Set problem: Could you set out every line of the records below as a Markdown table with the columns Row and Content, numbering each row, skipping blank lines, and leaving the pictures out?

Given data:
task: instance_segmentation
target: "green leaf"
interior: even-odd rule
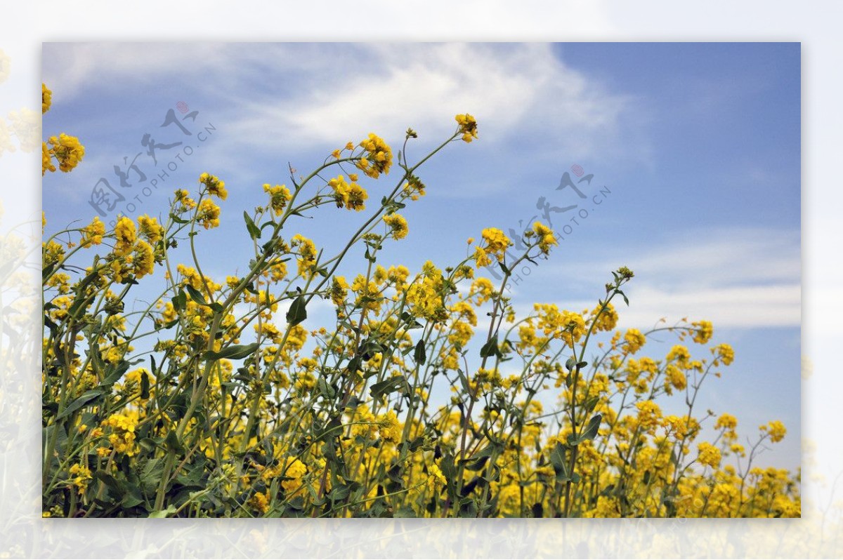
[[[249,217],[246,211],[243,211],[243,219],[246,221],[246,229],[249,230],[249,237],[252,239],[260,238],[260,228],[255,225],[255,221]]]
[[[502,357],[501,349],[497,347],[497,334],[486,341],[483,348],[480,349],[481,358],[491,358],[492,356]]]
[[[582,443],[588,440],[593,440],[594,436],[597,435],[597,430],[600,429],[600,422],[603,420],[603,416],[600,414],[594,414],[590,420],[588,420],[588,425],[586,426],[585,430],[583,430],[583,435],[580,435],[579,440]]]
[[[164,445],[167,449],[174,451],[175,453],[184,453],[185,448],[182,446],[181,442],[179,441],[179,436],[175,435],[175,431],[170,430],[167,432],[167,437],[164,440]]]
[[[187,294],[180,288],[179,293],[173,298],[173,308],[176,311],[182,311],[185,307],[187,307]]]
[[[67,309],[67,315],[72,319],[79,318],[82,312],[85,310],[88,306],[94,302],[94,298],[96,297],[96,293],[91,294],[88,297],[83,297],[82,296],[78,296],[75,300],[73,300],[73,304],[70,306]]]
[[[557,441],[556,446],[550,451],[550,464],[556,473],[556,482],[558,483],[571,480],[568,466],[565,461],[565,445]]]
[[[208,350],[202,355],[202,357],[205,360],[222,360],[223,358],[241,360],[255,354],[255,350],[258,349],[258,346],[260,344],[256,342],[253,342],[250,344],[232,344],[231,346],[226,346],[219,352]]]
[[[190,284],[185,285],[187,288],[187,293],[191,295],[191,299],[198,303],[201,306],[208,307],[208,302],[205,301],[205,296],[202,296],[201,292],[194,288]]]
[[[628,298],[628,297],[626,297],[626,294],[625,294],[624,292],[622,292],[622,291],[620,291],[620,290],[618,290],[618,291],[617,291],[617,292],[618,292],[619,294],[620,294],[620,295],[621,295],[621,296],[623,296],[623,298],[624,298],[624,301],[625,301],[625,302],[626,303],[626,306],[627,306],[627,307],[629,307],[629,304],[630,304],[630,301],[629,301],[629,298]]]
[[[319,381],[316,381],[316,386],[319,387],[319,392],[325,398],[331,399],[336,396],[336,391],[330,385],[328,385],[328,381],[325,380],[325,377],[319,377]]]
[[[393,514],[393,515],[395,517],[418,517],[413,509],[409,505],[402,505],[395,510],[395,513]]]
[[[416,364],[424,365],[425,361],[427,360],[427,353],[424,349],[424,340],[419,339],[416,343],[416,351],[413,353],[413,359],[416,360]]]
[[[153,361],[153,364],[154,363]],[[144,400],[149,398],[149,374],[146,370],[141,371],[141,398]]]
[[[166,509],[162,509],[160,511],[153,511],[149,514],[149,519],[164,519],[164,517],[169,517],[175,513],[175,505],[168,505]]]
[[[78,399],[68,404],[64,410],[59,413],[59,415],[56,417],[56,419],[61,420],[63,418],[70,416],[71,414],[72,414],[77,410],[85,406],[94,399],[97,398],[98,397],[101,397],[102,394],[103,394],[102,389],[94,389],[92,391],[89,391],[86,393],[83,393],[82,397],[79,397]]]
[[[287,312],[287,322],[291,327],[295,327],[299,323],[308,318],[308,312],[304,308],[304,296],[298,296],[290,304],[290,309]]]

Result below:
| Row | Content |
|---|---|
| 1 | task: instance_segmentation |
| 2 | target: "green leaf" |
| 3 | interior: even-odd rule |
| 4 | [[[249,217],[246,211],[243,211],[243,219],[246,221],[246,229],[249,230],[249,237],[252,239],[260,238],[260,228],[255,225],[255,221]]] |
| 5 | [[[502,357],[501,349],[497,347],[497,334],[486,341],[483,348],[480,349],[481,358],[491,358],[492,356]]] |
| 6 | [[[582,443],[588,440],[593,440],[594,436],[597,435],[597,430],[600,429],[600,422],[603,420],[603,416],[600,414],[594,414],[590,420],[588,420],[588,425],[586,426],[585,430],[583,430],[583,435],[580,435],[579,440]]] |
| 7 | [[[164,445],[167,449],[174,451],[175,453],[184,453],[185,448],[182,446],[181,442],[179,441],[179,436],[175,435],[175,431],[170,430],[167,432],[167,437],[164,440]]] |
| 8 | [[[187,294],[180,288],[179,293],[173,298],[173,308],[176,311],[182,311],[185,307],[187,307]]] |
| 9 | [[[67,309],[67,315],[72,319],[79,318],[82,312],[85,310],[88,306],[94,302],[94,298],[96,297],[96,293],[91,294],[88,297],[83,297],[82,296],[78,296],[75,300],[73,300],[73,304],[70,306]]] |
| 10 | [[[557,441],[556,446],[550,451],[550,464],[556,473],[556,482],[558,483],[571,480],[568,466],[565,461],[565,445]]] |
| 11 | [[[208,350],[202,355],[202,357],[205,360],[222,360],[223,358],[241,360],[255,354],[255,350],[258,349],[258,346],[260,344],[256,342],[253,342],[250,344],[232,344],[231,346],[226,346],[219,352]]] |
| 12 | [[[190,284],[185,285],[187,288],[187,293],[191,295],[191,299],[198,303],[201,306],[208,307],[208,302],[205,301],[205,296],[202,296],[201,292],[194,288]]] |
| 13 | [[[628,298],[628,297],[626,297],[626,294],[625,294],[624,292],[622,292],[622,291],[620,291],[620,290],[618,290],[618,291],[617,291],[617,292],[618,292],[619,294],[620,294],[620,295],[621,295],[621,296],[623,296],[623,298],[624,298],[624,301],[625,301],[625,302],[626,303],[626,306],[627,306],[627,307],[629,307],[629,304],[630,304],[630,301],[629,301],[629,298]]] |
| 14 | [[[319,381],[316,381],[316,386],[319,387],[319,392],[325,398],[331,399],[336,396],[336,391],[330,385],[328,385],[328,381],[325,380],[325,377],[319,377]]] |
| 15 | [[[393,514],[393,515],[395,517],[418,517],[413,509],[409,505],[402,505],[395,510],[395,513]]] |
| 16 | [[[416,364],[424,365],[425,361],[427,360],[427,353],[424,349],[424,340],[419,339],[416,343],[416,351],[413,353],[413,359],[416,360]]] |
| 17 | [[[153,361],[153,364],[154,363]],[[144,400],[149,398],[149,374],[146,370],[141,371],[141,398]]] |
| 18 | [[[166,509],[162,509],[160,511],[153,511],[149,514],[149,519],[164,519],[164,517],[169,517],[175,513],[175,505],[168,505]]] |
| 19 | [[[78,399],[68,404],[64,410],[59,413],[59,415],[56,417],[56,419],[61,420],[63,418],[70,416],[71,414],[72,414],[77,410],[85,406],[94,399],[97,398],[98,397],[101,397],[102,394],[103,394],[102,389],[94,389],[92,391],[89,391],[86,393],[83,393],[82,397],[79,397]]] |
| 20 | [[[287,312],[287,322],[291,327],[295,327],[299,323],[308,318],[308,312],[304,308],[304,296],[298,296],[290,304],[290,309]]] |